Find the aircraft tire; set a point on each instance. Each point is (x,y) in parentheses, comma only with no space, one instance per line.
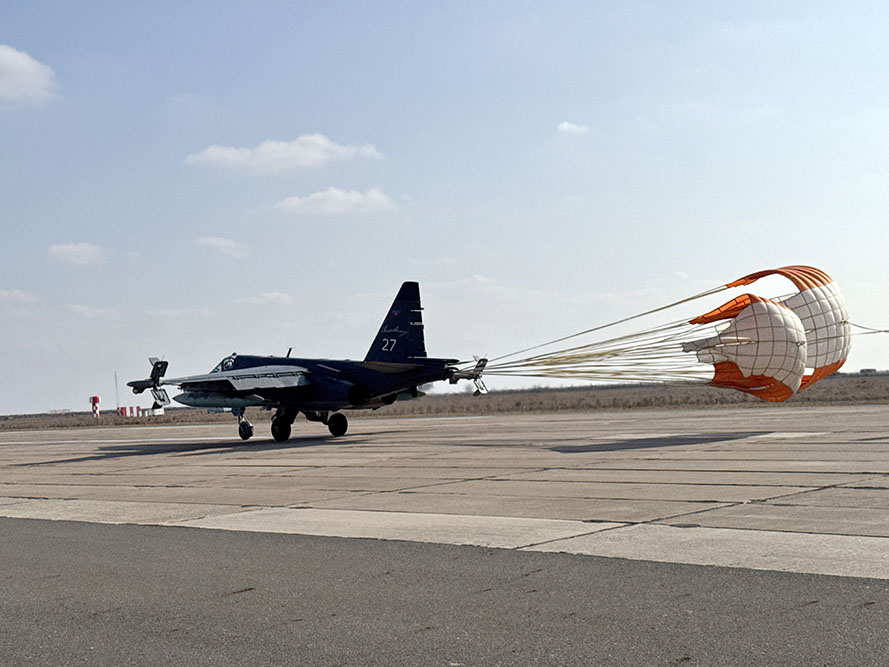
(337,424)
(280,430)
..........
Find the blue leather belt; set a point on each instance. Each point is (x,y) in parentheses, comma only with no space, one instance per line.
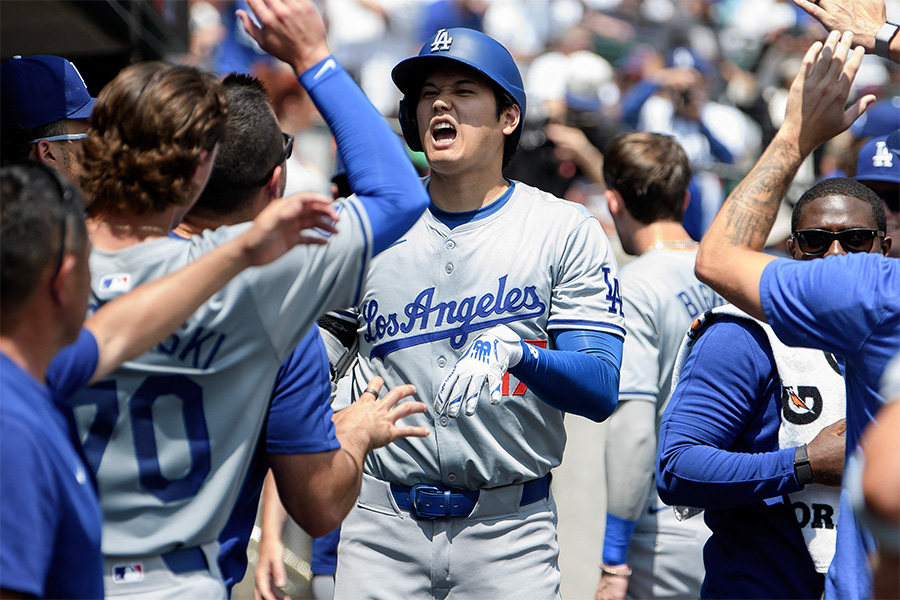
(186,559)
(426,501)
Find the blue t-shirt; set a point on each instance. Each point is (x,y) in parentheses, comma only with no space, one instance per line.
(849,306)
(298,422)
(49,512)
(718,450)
..........
:: Exercise description ::
How many lines in the rows above contain the word "point"? Reply with the number alone.

:: Exercise answer ::
3